Dataset entries
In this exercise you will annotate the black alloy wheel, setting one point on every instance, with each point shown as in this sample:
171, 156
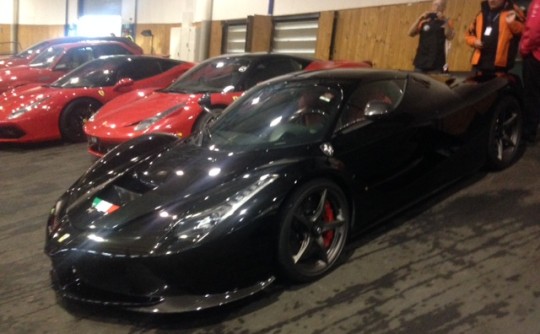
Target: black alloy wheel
505, 134
313, 232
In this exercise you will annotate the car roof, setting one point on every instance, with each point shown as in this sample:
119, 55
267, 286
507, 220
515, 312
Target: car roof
260, 55
149, 57
67, 46
346, 74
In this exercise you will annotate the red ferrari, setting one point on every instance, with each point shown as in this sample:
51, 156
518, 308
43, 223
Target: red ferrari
26, 55
36, 112
57, 60
211, 86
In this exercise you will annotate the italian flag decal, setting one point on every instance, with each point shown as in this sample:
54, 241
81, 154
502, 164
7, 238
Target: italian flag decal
104, 206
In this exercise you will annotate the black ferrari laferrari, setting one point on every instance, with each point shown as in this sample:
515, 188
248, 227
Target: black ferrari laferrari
274, 187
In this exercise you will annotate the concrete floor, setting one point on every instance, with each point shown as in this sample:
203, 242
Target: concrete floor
467, 263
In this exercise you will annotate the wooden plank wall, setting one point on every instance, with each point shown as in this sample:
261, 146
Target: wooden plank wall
216, 38
380, 34
162, 37
6, 42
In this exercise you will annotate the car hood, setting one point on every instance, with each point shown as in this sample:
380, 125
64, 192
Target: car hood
132, 113
24, 96
16, 74
13, 61
184, 176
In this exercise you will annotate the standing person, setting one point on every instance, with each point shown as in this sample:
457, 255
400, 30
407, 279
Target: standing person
494, 35
530, 51
434, 30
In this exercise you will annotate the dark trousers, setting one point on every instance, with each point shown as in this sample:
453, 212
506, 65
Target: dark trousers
531, 83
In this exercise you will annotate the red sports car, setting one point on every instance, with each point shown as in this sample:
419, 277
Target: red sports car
36, 112
212, 85
26, 55
57, 60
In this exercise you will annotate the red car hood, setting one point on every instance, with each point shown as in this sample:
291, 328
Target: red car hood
13, 61
24, 96
117, 116
13, 76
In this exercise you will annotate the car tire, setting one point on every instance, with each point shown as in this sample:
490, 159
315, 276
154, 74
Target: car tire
505, 134
315, 222
206, 118
73, 117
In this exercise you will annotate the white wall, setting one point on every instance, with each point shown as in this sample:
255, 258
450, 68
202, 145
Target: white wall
160, 11
128, 11
50, 12
6, 14
240, 9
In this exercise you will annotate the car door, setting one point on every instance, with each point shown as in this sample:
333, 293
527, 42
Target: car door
380, 144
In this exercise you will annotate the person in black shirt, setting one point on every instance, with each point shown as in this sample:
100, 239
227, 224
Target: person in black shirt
434, 30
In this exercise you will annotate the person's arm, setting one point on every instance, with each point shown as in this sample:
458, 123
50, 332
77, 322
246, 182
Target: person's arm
470, 35
415, 27
449, 31
531, 34
515, 22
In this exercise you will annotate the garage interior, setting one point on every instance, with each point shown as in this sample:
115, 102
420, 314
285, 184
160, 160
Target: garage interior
463, 263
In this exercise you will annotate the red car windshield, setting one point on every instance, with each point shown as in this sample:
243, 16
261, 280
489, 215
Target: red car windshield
212, 77
97, 73
47, 57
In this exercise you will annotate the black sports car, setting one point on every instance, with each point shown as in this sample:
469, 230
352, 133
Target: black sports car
274, 187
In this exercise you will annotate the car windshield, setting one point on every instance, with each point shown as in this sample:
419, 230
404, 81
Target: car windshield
217, 76
47, 57
276, 116
34, 49
97, 73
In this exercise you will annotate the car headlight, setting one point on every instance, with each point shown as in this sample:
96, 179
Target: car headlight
147, 123
192, 228
93, 116
24, 109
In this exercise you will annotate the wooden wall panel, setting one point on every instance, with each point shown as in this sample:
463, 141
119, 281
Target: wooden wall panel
162, 38
362, 34
325, 34
216, 39
7, 46
29, 35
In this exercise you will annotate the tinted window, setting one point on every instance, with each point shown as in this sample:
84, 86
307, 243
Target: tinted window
280, 115
271, 68
75, 58
212, 76
97, 73
139, 69
110, 49
389, 92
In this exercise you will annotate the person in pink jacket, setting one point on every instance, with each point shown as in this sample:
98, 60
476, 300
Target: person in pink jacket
530, 51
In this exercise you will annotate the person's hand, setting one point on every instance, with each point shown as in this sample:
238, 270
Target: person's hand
478, 44
511, 16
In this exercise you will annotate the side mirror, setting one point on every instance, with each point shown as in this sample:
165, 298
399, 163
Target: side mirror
205, 101
377, 109
124, 85
60, 67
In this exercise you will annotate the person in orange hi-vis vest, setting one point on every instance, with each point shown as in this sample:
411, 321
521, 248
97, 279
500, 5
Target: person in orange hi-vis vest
530, 52
494, 34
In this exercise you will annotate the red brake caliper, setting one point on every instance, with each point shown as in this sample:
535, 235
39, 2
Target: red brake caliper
328, 217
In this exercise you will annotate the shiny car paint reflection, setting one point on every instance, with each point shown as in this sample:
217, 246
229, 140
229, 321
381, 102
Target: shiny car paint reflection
161, 224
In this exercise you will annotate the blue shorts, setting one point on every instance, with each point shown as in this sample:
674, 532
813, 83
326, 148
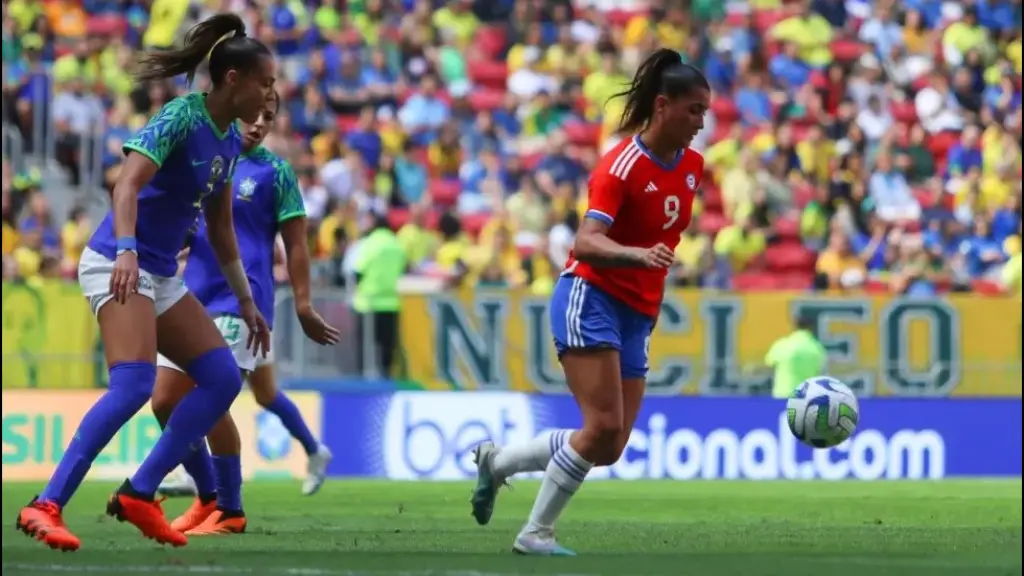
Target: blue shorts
586, 317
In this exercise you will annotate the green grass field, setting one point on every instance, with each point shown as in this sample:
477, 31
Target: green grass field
641, 528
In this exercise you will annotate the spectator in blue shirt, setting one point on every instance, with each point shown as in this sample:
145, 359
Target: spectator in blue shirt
410, 175
424, 113
379, 79
981, 251
289, 24
753, 101
348, 92
882, 32
787, 70
365, 139
310, 116
966, 154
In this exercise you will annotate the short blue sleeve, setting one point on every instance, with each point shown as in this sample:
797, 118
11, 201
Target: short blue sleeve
165, 131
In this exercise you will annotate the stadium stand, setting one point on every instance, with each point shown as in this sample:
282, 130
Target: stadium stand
851, 146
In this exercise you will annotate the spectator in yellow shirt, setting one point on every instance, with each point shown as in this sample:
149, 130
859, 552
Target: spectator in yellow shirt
418, 242
738, 247
838, 266
457, 18
74, 237
810, 32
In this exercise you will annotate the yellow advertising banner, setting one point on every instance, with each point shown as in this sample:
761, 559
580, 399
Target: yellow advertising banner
39, 424
50, 338
714, 343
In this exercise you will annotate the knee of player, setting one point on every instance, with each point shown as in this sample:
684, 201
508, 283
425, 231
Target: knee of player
217, 370
600, 440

▸ **Brief**:
An exact copy of every entry above is needed, with the pictures left out.

▸ **The answer**:
In this exercise you will annotate the black alloy wheel, setting one point on every instance, with each point shown as in this sample:
171, 156
Target: black alloy wheel
505, 134
313, 232
In this exercise you will annotate the car roof, setting one point on every instance, with each point shown as in this sample:
119, 55
267, 286
507, 220
515, 312
Target: car roof
260, 55
149, 57
67, 46
346, 74
In this exercise you will annotate the red ferrari, setting one point on every instance, with each point shown as in this sample:
51, 156
518, 308
43, 223
Target: red ferrari
26, 55
36, 112
57, 60
211, 86
In this exercise you will annotate the italian flag decal, setting one point on every instance, with each point shown as in this sample:
54, 241
81, 154
502, 164
7, 238
Target: italian flag decal
104, 206
In this exercise you will annotate the black ferrari laferrari, setting one point on every instance, with each point shown as in this sample:
515, 188
248, 227
Target: black ferrari laferrari
274, 187
In this exercise you will annotate the concrete floor, setting one point on every instance, with each point shown as in this sample:
203, 242
Target: concrete floor
467, 263
In this exercise you will annotate the wooden plank wall, setting one point on every instance, with each point shown as in this sample:
261, 146
Target: wooden plank wall
216, 38
380, 34
162, 37
6, 42
In this exercise you will annotate the car hood, setting one point on every instance, with each point shown as in this sample:
380, 125
64, 192
Target: car hood
132, 113
24, 96
16, 74
13, 61
184, 176
In this exercise you will annotate the standing person, setting one point on every instance, with each point shown as in this sample:
457, 255
400, 30
407, 279
Target: standing person
494, 35
530, 51
434, 30
In this exercise you will annotate the dark trousers, setting one point on every instance, with each point shown as in this sample:
453, 212
506, 65
Target: dark trousers
531, 83
In this exercise you will annotate the red sports car, setting one point on every instance, with each point shown as in this sample:
419, 277
Target: red sports car
36, 112
212, 85
26, 55
57, 60
In this exercise you will annotate the red car hood, setting one point on every instance, with each point shown as in this sample:
291, 328
Target: red car hood
13, 61
24, 96
117, 116
13, 76
In this exercise you will annotate the car tire, setting one point on every instance, with each point shown as in this sample:
490, 159
315, 276
154, 74
Target: car tire
505, 134
315, 222
206, 118
73, 117
In this exercise you will annotate the white wall, setting one point on every instance, with each point shown as in this sample:
255, 258
450, 68
202, 145
Target: white wall
160, 11
128, 11
50, 12
6, 14
240, 9
In this exercise you will annotate the car door, setting one point on every instance, with each point shown as in this sample:
333, 293
527, 42
Target: car door
380, 144
In this exercise you will annotate the person in black shirt, setting one point on every instance, with each point shown as in this sample:
100, 239
227, 224
Target: person in black shirt
434, 30
In this exercise you will annotate the person's arm, setting one point on every instance, with each point shown as in this sample:
458, 123
50, 332
77, 322
246, 182
Target: person's arm
470, 35
415, 27
449, 31
531, 34
515, 22
In this exercise you will annotate the garage interior, setting one point on every instance, with each point shown as in this sample:
115, 102
420, 314
285, 184
160, 160
Target: garage interior
463, 263
In this exercise you will annotate the red car windshield, setting one point on every instance, with each point shown as in this sample:
243, 16
261, 280
489, 215
Target: red car windshield
212, 77
97, 73
47, 57
In this exercise you will annotate the black sports car, setting one point on every instance, with each point shown as in this sample:
469, 230
352, 133
Target: black sports car
274, 187
In this exercise you will annotate the car windshield, setting one point on every instance, with each point shown as in this sample:
419, 230
404, 81
Target: car windshield
217, 76
47, 57
276, 116
34, 49
97, 73
In this exercise you will annotate the car headlight, setting one point on every instance, with each point shown as in this sample:
96, 179
Target: car headlight
147, 123
192, 228
93, 116
24, 109
In this exercise you will annotate the wooden wall panel, setting one point on every instance, with each point shown as in this sample:
463, 141
119, 281
Target: wooden wall panel
162, 38
362, 34
325, 34
216, 39
7, 46
29, 35
In this exercise you will annotate the tinted window, setting one point on every instance, with each point shown as in this sample:
84, 86
307, 243
Target: tinted window
280, 115
271, 68
75, 58
212, 76
97, 73
139, 69
110, 49
389, 92
In this exercise you will annotate the person in pink jacket, setting one point on every instance, with each point shown as in this sample:
98, 60
476, 300
Target: person in pink jacket
530, 51
In this exercise you will annotate the person's hand, setting one point on every instance, with each point shown as in this sample:
238, 270
Target: person's hand
478, 44
511, 16
In this exercise you will annotate the side mirror, setting one point on every instance, with each point shown as in this sample:
165, 298
399, 163
Target: side mirror
205, 101
377, 109
124, 85
60, 67
In this exercise you will annotate the person in orange hi-vis vest, setting one point on every instance, with each point shown as in this sample:
411, 321
521, 248
97, 279
500, 5
Target: person in orange hi-vis vest
530, 52
494, 34
In this exercise you will annotate the red brake caliper, setting one point on every instance, with each point shown as in this sample:
535, 235
39, 2
Target: red brake caliper
328, 217
In this exercise you will annotate the shiny car paint reflection, setting one point on every instance, with each point shown as in this sample:
217, 246
229, 140
229, 321
381, 102
Target: shiny car paint reflection
161, 224
In this exercise you will annotate the blue shorts, setting one point on every instance, with each point shown as in this sample:
674, 532
813, 83
326, 148
Target: blue shorts
586, 317
In this exercise you will annotate the green grass field, setting one point on every instance, with each point shown as in this sample:
477, 31
Target: green grass field
641, 528
In this exercise you will annotate the spectator in blue shirt, setting one point on every instance, with each point shown as in this sample:
145, 359
Target: spectator in blue shirt
410, 175
424, 113
379, 79
981, 251
289, 24
753, 101
348, 92
882, 32
787, 70
365, 139
310, 116
966, 154
In this exercise you will annotate the short blue sleeve, setting one point on every instance, with each point shown as in this sample:
797, 118
11, 201
Target: short blue sleeve
165, 131
In this exercise you will annotate the stadium stand, setting one point on every instance, with each point shown as in this sample:
282, 130
Target: stadium stand
851, 146
In this exercise you will annotate the spectator in yellow shirt, setting one point on every instance, with each point shown as in this sample:
149, 130
859, 552
Target: spectator in yellow shirt
418, 242
738, 247
838, 266
457, 18
74, 237
810, 32
In this exercise you will annotate the yellow advertising banner, setting one point on every instance, with each point shown as in this sample:
761, 559
580, 399
Target: yellow advertising banner
39, 424
50, 338
714, 343
In this exercise you will annotate the knee of player, setting one point on every instance, with each point shown as in this sample:
684, 201
508, 283
425, 231
Target: knee of player
217, 370
600, 440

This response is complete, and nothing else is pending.